* [Problem requirements]
State how many lines in the rows below contain the string "white". Give only the number.

* [Available records]
_ _ _ _ _ _ _

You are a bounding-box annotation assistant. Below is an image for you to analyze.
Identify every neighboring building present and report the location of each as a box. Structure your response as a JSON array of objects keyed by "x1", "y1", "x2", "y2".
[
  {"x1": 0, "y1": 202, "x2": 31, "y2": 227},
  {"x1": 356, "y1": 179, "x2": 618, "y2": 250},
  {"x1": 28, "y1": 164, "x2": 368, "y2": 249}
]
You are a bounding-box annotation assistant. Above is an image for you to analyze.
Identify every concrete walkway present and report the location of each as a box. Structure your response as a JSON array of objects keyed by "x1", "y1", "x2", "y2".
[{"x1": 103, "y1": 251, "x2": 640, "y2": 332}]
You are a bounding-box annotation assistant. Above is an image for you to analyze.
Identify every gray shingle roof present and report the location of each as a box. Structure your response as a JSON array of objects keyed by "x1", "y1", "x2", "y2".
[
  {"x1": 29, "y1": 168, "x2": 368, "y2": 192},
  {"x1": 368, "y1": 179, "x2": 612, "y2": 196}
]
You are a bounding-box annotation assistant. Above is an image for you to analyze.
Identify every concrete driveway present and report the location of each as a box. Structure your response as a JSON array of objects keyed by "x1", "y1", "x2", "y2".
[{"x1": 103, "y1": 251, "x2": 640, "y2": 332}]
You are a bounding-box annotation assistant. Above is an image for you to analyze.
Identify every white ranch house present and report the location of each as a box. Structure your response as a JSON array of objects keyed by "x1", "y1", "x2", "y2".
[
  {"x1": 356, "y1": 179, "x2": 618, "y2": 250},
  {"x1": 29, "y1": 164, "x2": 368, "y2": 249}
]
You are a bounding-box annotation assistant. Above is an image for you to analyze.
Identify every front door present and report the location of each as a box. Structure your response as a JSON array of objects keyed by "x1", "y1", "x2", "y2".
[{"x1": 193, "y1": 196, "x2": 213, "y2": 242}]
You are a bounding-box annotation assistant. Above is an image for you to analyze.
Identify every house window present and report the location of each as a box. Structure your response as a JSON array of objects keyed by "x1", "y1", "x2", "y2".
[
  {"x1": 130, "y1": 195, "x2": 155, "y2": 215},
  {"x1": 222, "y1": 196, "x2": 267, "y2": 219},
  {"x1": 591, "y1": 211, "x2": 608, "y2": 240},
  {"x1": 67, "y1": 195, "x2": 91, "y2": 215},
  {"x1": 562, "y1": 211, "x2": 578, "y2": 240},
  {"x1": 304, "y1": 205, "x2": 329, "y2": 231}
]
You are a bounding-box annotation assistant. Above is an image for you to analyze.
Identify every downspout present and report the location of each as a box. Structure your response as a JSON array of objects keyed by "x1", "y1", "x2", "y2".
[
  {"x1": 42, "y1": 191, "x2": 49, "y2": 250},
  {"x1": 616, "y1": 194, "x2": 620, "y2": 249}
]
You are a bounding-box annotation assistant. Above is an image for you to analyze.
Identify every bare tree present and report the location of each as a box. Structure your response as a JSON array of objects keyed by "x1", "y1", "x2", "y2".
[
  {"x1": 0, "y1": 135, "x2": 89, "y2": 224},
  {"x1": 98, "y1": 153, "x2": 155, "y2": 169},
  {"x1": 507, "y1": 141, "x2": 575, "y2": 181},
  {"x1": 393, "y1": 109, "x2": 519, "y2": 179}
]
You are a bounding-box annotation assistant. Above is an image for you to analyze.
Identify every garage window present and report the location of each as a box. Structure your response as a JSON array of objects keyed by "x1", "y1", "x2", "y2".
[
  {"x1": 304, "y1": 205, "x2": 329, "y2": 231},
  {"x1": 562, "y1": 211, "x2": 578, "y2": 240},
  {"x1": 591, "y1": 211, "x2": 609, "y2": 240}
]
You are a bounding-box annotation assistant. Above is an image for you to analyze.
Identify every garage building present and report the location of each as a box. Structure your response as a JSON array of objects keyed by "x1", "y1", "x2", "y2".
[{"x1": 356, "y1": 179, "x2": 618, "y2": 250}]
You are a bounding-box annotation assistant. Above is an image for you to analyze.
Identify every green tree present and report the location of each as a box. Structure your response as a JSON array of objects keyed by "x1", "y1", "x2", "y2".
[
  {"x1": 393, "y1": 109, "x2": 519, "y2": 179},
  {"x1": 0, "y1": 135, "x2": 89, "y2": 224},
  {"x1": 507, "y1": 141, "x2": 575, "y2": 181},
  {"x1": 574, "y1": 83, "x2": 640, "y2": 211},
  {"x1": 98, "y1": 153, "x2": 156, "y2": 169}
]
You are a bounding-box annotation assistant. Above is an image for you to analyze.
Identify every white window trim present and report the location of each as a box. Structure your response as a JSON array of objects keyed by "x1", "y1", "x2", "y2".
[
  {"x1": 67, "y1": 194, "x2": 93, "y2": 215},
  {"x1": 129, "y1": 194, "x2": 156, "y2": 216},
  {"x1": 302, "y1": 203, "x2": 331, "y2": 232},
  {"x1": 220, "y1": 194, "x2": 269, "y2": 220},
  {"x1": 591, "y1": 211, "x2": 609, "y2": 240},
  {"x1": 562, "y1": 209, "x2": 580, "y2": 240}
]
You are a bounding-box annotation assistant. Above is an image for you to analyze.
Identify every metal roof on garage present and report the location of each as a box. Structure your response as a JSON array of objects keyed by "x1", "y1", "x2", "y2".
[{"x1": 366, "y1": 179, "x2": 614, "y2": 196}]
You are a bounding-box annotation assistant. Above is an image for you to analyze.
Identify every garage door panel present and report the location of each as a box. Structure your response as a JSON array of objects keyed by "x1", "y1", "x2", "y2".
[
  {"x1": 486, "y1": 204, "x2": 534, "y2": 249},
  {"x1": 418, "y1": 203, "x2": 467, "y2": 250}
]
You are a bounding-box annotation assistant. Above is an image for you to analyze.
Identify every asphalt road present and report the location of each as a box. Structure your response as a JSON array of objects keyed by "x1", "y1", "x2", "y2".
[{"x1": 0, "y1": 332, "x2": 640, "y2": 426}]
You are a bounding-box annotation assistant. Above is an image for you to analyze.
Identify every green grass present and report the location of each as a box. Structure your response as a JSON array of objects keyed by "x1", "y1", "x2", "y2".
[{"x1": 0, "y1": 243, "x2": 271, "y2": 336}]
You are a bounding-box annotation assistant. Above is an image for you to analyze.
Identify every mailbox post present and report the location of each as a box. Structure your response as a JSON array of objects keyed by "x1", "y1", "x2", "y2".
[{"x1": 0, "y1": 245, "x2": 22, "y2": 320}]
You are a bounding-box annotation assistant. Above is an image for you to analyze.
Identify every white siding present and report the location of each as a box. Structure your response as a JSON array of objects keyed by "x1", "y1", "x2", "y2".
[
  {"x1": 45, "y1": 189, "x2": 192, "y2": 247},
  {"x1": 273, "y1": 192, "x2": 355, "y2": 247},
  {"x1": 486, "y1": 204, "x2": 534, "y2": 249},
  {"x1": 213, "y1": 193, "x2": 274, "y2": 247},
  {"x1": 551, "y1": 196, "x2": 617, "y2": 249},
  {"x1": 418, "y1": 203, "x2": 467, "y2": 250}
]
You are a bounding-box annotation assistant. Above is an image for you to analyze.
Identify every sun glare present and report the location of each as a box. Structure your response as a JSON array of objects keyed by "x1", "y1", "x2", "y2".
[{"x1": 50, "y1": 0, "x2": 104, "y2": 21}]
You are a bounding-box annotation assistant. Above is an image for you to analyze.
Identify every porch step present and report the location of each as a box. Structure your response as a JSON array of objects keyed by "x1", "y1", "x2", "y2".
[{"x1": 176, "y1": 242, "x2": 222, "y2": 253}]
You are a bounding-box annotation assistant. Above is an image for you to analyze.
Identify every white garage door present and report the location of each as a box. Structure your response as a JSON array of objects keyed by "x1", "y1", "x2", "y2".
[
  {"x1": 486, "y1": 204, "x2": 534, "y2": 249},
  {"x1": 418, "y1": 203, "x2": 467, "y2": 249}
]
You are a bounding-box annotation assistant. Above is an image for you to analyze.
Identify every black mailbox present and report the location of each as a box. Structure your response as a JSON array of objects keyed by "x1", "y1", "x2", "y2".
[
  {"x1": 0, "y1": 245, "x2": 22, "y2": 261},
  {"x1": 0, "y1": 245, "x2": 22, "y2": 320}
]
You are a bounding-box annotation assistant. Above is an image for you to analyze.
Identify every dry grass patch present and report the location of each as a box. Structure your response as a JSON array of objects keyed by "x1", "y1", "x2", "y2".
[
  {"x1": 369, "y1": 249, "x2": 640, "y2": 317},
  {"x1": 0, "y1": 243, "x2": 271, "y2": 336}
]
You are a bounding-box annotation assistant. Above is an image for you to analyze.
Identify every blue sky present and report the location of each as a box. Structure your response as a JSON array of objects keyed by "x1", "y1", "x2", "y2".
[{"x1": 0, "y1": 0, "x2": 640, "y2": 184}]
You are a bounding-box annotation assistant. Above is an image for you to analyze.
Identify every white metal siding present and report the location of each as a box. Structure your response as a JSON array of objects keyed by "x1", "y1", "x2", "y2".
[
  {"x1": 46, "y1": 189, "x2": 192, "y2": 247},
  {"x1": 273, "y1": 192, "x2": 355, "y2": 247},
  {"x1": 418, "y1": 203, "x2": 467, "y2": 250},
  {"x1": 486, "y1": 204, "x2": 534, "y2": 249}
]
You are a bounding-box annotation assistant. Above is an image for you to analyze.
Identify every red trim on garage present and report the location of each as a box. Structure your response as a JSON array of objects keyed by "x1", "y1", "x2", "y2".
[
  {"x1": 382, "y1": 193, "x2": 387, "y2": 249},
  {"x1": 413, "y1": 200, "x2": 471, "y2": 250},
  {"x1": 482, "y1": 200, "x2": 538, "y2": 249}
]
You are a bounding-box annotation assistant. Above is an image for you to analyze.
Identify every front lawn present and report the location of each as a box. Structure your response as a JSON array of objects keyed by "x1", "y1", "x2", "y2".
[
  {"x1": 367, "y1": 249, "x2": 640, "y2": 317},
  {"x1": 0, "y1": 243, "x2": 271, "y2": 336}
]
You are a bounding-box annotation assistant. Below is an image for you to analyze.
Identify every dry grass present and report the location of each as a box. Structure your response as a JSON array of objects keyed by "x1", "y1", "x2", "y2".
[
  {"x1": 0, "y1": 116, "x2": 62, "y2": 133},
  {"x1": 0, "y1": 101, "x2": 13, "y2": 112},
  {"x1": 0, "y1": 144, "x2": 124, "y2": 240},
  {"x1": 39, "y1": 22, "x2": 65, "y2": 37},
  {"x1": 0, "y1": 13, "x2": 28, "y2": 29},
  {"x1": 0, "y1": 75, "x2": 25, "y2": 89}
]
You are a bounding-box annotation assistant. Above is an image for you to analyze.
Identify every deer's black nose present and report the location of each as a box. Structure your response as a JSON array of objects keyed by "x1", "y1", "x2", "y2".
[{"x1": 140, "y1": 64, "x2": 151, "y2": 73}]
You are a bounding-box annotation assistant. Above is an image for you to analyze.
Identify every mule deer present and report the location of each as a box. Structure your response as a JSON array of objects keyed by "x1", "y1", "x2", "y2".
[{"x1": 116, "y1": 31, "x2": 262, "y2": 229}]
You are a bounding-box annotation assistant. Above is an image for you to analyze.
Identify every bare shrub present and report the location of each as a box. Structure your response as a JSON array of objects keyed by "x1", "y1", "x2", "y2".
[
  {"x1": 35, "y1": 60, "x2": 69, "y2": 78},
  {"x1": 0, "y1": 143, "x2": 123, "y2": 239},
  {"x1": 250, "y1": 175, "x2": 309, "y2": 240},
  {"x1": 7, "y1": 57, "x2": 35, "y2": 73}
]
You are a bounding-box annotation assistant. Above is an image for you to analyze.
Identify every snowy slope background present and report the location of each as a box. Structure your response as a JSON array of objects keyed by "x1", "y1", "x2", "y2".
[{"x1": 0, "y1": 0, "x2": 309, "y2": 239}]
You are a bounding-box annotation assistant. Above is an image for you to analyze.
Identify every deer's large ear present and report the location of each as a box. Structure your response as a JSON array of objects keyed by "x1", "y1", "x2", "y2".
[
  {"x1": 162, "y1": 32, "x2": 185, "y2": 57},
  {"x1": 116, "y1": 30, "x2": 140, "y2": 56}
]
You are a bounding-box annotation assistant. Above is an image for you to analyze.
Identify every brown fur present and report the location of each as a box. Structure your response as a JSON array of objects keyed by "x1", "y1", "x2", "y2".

_ _ _ _ _ _ _

* [Solution for this problem]
5